++++ Records shown
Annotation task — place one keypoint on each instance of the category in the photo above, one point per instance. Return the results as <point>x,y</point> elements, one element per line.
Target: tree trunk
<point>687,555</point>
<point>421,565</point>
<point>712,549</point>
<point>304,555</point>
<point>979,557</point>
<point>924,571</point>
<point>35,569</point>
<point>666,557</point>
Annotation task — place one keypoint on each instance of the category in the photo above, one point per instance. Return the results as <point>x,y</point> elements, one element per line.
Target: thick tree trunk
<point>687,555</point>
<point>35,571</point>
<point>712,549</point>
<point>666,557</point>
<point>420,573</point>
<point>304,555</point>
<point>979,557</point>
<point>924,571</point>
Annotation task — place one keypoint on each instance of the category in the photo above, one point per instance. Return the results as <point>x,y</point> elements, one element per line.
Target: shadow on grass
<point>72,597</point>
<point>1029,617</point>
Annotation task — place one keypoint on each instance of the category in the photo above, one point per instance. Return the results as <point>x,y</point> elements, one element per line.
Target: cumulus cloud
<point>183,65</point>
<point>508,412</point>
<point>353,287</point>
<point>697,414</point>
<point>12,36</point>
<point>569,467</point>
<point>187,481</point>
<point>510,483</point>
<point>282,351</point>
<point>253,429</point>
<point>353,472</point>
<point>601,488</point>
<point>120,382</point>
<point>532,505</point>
++++++++
# Task description
Repeat the whole listing exactly.

# Response area
Annotation task — place one keypoint on each instance of the category in the photo above, one point per instance. Return the results as <point>x,y</point> elements, one element per line.
Target: tree trunk
<point>687,555</point>
<point>421,565</point>
<point>712,549</point>
<point>304,555</point>
<point>979,557</point>
<point>924,571</point>
<point>35,569</point>
<point>666,557</point>
Annotation task — place one keypoint on each instance of the category in the photo above, one point per instance. Return the results as <point>x,y</point> elements, one element per line.
Target: thick tree trunk
<point>687,555</point>
<point>35,571</point>
<point>712,549</point>
<point>666,557</point>
<point>420,573</point>
<point>304,555</point>
<point>979,557</point>
<point>924,571</point>
Annotation task — place one keypoint on each instance of the category in the photo above, one point per instance. Return the results as <point>x,y</point> elements, one element per line.
Target: shadow on grass
<point>72,597</point>
<point>1029,617</point>
Annotation task — place one keypoint on each instance of the category in the photo above, one point per instance. Return the results as <point>x,y</point> elements, one element per line.
Target: cumulus cloud
<point>183,65</point>
<point>508,412</point>
<point>353,287</point>
<point>697,414</point>
<point>12,36</point>
<point>569,467</point>
<point>187,481</point>
<point>510,483</point>
<point>282,351</point>
<point>253,429</point>
<point>353,472</point>
<point>601,488</point>
<point>120,382</point>
<point>532,505</point>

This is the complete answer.